STATED TASK:
Reproduce the entire listing below line for line, changing nothing.

DATASET:

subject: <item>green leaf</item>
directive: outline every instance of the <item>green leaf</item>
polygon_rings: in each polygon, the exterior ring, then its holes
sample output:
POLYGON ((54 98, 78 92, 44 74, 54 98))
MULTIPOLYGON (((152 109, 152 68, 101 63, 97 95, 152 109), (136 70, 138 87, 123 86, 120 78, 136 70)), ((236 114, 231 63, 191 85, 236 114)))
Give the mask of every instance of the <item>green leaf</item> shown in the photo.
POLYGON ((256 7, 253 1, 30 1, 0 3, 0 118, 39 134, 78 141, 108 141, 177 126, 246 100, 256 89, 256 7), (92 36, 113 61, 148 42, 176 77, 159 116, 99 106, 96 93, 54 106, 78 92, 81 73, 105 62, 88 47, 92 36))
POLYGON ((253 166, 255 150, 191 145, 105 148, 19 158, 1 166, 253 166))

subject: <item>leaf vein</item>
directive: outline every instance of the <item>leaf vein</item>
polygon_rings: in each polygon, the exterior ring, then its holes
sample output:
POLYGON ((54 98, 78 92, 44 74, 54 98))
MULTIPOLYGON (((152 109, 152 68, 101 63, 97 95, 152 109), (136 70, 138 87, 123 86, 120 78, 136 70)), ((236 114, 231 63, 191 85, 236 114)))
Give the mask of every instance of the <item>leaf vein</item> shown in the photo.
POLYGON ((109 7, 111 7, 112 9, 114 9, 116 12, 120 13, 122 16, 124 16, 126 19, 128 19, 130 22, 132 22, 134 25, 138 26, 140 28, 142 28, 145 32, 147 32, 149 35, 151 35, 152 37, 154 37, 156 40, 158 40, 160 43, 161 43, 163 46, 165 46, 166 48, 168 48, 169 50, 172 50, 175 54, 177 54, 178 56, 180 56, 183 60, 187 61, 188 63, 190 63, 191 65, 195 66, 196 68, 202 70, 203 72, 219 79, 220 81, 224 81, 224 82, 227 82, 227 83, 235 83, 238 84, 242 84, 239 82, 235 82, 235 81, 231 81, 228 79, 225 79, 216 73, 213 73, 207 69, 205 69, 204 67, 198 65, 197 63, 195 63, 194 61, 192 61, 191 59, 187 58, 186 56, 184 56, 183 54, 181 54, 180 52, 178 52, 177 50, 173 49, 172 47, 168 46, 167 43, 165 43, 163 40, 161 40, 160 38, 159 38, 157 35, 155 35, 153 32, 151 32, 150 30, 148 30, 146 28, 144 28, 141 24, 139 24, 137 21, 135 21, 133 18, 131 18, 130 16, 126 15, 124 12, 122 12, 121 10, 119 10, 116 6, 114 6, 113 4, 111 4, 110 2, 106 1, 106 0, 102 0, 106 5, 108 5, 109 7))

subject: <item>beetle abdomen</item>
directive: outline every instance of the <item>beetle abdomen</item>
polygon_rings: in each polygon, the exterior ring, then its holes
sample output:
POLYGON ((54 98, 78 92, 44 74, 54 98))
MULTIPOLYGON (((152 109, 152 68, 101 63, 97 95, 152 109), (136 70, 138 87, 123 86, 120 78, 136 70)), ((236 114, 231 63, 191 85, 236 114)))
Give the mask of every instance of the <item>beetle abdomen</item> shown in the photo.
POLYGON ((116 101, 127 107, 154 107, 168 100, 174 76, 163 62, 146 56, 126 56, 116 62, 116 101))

REPLY TO THE EXERCISE:
subject: <item>green leaf</item>
directive: outline every instance of the <item>green leaf</item>
polygon_rings: in each polygon, the exterior ring, then its holes
sample output:
POLYGON ((54 98, 78 92, 44 74, 54 98))
MULTIPOLYGON (((152 109, 152 68, 101 63, 97 95, 152 109), (136 70, 138 87, 123 86, 120 78, 136 70)), ((236 114, 231 63, 191 85, 236 114)))
Give the mask of every instance of the <item>green leaf</item> shown in the photo.
POLYGON ((256 7, 253 1, 30 1, 0 3, 0 118, 39 134, 78 141, 108 141, 177 126, 246 100, 256 89, 256 7), (92 36, 113 61, 148 42, 176 77, 159 116, 99 106, 96 93, 54 106, 78 92, 81 73, 105 62, 88 47, 92 36))
POLYGON ((253 166, 255 150, 191 145, 105 148, 19 158, 1 166, 253 166))

subject: <item>leaf vein</item>
directive: outline every instance of the <item>leaf vein</item>
polygon_rings: in each polygon, the exterior ring, then its holes
sample output:
POLYGON ((54 98, 78 92, 44 74, 54 98))
MULTIPOLYGON (((152 109, 152 68, 101 63, 97 95, 152 109), (136 70, 138 87, 123 86, 120 78, 136 70)), ((236 114, 231 63, 191 85, 236 114)))
Give the mask of every instance of the <item>leaf vein</item> shown in the photo.
POLYGON ((109 7, 111 7, 112 9, 114 9, 116 12, 120 13, 122 16, 124 16, 126 19, 128 19, 130 22, 132 22, 134 25, 138 26, 140 28, 142 28, 145 32, 147 32, 149 35, 151 35, 152 37, 154 37, 156 40, 158 40, 160 43, 161 43, 163 46, 165 46, 166 48, 168 48, 169 50, 172 50, 175 54, 177 54, 178 56, 180 56, 183 60, 187 61, 188 63, 190 63, 191 65, 195 66, 196 68, 202 70, 203 72, 219 79, 220 81, 224 81, 224 82, 227 82, 227 83, 235 83, 238 84, 242 84, 239 82, 235 82, 235 81, 231 81, 228 79, 225 79, 216 73, 213 73, 207 69, 205 69, 204 67, 198 65, 197 63, 195 63, 194 61, 192 61, 191 59, 187 58, 186 56, 184 56, 183 54, 181 54, 180 52, 178 52, 177 50, 173 49, 172 47, 168 46, 167 43, 165 43, 163 40, 161 40, 160 38, 159 38, 157 35, 155 35, 153 32, 151 32, 150 30, 148 30, 146 28, 144 28, 141 24, 139 24, 137 21, 135 21, 133 18, 131 18, 130 16, 126 15, 124 12, 122 12, 121 10, 119 10, 116 6, 114 6, 113 4, 111 4, 110 2, 106 1, 106 0, 102 0, 106 5, 108 5, 109 7))

subject: <item>beetle abdomen</item>
directive: outline every instance of the <item>beetle abdomen</item>
polygon_rings: in each polygon, the exterior ring, then its holes
sample output:
POLYGON ((54 98, 78 92, 44 74, 54 98))
MULTIPOLYGON (((152 109, 152 68, 101 63, 97 95, 152 109), (136 70, 138 87, 123 86, 120 78, 136 70)), ((236 114, 231 63, 191 85, 236 114)))
Give the mask of every instance of the <item>beetle abdomen</item> shown in the photo.
POLYGON ((116 101, 127 107, 154 107, 168 100, 174 76, 163 62, 146 56, 126 56, 116 62, 116 101))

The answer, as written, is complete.